## STORED RECORDS
----

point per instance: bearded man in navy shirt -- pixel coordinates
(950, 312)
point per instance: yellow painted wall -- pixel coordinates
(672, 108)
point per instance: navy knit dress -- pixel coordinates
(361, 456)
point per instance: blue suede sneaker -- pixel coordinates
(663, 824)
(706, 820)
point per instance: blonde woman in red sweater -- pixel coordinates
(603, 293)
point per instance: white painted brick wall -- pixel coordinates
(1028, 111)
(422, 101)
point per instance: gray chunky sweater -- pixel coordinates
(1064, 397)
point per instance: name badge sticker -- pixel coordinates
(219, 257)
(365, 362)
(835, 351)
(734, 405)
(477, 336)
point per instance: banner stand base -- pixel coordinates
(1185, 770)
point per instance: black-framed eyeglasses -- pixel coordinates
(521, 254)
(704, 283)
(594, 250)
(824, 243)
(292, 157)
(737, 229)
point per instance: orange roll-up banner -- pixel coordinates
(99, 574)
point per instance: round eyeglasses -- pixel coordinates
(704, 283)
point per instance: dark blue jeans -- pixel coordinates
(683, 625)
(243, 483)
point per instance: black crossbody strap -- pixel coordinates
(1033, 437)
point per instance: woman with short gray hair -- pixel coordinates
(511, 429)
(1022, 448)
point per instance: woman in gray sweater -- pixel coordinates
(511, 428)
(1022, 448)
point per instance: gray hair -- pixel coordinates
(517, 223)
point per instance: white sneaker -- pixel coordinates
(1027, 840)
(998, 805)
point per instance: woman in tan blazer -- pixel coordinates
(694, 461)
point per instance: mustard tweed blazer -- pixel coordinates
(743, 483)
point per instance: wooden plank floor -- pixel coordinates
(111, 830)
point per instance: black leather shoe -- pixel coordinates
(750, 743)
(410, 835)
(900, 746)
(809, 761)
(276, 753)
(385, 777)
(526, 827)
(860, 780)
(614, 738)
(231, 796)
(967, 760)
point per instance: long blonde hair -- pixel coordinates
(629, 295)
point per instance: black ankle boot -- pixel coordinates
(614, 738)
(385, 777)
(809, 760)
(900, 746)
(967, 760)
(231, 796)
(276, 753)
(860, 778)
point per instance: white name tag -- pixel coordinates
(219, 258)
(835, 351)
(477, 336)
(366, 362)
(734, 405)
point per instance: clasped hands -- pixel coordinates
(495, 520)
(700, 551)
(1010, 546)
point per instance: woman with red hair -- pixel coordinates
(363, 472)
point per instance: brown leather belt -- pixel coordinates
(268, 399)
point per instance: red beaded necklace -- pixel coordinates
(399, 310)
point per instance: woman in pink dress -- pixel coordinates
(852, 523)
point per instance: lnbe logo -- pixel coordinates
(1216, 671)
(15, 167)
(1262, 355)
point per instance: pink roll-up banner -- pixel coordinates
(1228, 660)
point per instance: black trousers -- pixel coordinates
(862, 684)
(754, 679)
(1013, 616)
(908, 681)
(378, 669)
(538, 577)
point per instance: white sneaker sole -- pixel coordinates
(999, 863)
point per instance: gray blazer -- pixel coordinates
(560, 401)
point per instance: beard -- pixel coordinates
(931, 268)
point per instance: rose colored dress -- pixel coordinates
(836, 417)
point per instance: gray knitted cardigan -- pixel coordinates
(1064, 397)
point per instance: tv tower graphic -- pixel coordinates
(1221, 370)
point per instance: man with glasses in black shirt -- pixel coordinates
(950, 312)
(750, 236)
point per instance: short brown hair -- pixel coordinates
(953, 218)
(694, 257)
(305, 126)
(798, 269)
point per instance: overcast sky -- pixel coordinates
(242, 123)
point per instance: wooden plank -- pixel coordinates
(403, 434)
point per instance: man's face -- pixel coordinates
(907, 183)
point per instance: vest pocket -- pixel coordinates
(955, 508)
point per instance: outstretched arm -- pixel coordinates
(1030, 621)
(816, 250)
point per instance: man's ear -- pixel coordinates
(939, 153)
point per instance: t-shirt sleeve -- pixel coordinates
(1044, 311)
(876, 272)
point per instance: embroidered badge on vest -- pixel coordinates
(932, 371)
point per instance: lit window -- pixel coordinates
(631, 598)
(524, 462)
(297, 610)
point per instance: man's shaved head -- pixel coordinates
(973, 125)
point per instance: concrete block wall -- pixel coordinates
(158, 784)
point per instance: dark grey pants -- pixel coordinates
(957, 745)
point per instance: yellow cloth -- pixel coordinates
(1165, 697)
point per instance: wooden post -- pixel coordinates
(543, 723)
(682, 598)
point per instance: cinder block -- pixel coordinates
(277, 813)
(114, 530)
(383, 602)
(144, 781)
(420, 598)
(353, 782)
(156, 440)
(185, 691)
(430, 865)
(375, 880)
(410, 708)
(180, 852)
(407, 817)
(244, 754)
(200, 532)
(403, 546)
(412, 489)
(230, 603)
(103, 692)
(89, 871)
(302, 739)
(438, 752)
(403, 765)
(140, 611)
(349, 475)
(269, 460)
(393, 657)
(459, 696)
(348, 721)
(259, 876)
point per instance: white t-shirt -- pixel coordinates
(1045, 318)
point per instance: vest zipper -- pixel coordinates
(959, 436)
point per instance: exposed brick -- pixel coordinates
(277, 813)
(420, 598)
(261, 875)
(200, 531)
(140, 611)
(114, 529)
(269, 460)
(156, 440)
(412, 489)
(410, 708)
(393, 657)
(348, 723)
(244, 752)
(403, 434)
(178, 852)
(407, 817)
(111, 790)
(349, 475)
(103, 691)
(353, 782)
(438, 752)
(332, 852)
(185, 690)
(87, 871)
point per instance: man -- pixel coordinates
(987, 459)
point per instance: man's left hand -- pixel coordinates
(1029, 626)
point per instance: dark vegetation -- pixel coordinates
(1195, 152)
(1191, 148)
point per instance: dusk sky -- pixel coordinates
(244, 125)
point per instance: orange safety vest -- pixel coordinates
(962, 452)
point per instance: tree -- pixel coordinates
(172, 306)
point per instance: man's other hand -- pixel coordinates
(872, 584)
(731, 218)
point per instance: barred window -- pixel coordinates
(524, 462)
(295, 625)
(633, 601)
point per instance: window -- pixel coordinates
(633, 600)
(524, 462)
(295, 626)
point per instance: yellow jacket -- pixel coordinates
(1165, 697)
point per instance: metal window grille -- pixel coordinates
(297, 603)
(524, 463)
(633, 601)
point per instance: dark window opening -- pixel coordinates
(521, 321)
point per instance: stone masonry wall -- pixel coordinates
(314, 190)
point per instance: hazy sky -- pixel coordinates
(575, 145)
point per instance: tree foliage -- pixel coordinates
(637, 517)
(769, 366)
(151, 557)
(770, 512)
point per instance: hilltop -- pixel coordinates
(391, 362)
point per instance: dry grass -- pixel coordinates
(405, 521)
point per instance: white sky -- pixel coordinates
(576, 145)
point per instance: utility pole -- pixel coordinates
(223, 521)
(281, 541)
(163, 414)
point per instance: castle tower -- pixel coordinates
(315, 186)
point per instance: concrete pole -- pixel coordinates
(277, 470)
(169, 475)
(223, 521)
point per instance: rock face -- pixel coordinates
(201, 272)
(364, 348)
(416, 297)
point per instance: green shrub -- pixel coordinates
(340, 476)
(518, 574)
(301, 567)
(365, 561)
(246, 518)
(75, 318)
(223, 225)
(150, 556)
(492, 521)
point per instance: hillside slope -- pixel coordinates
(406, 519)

----

## EXERCISE
Switch "trousers" to "pants" in everything from the line containing "point per instance: woman in pink" down to the line containing "(1221, 370)", and write those lines out again with nothing else changed.

## WRITTEN REPLY
point per instance: woman in pink dress -- pixel coordinates
(852, 523)
point per instance: lnbe logo -- pixel coordinates
(1216, 671)
(15, 167)
(1262, 355)
point per instance: pink roll-up banner -- pixel coordinates
(1228, 660)
point per instance: black pants -- pixel coordinates
(862, 684)
(754, 679)
(1013, 616)
(908, 681)
(378, 669)
(538, 577)
point per instance: white sneaker sole -- pixel coordinates
(999, 863)
point per instance: gray blazer -- pixel coordinates
(560, 401)
point per instance: beard -- pixel coordinates
(931, 268)
point per instance: rose colored dress -- pixel coordinates
(836, 417)
point per instance: gray knitted cardigan -- pixel coordinates
(1064, 397)
point per instance: tv tower graphic -- pixel coordinates
(1221, 370)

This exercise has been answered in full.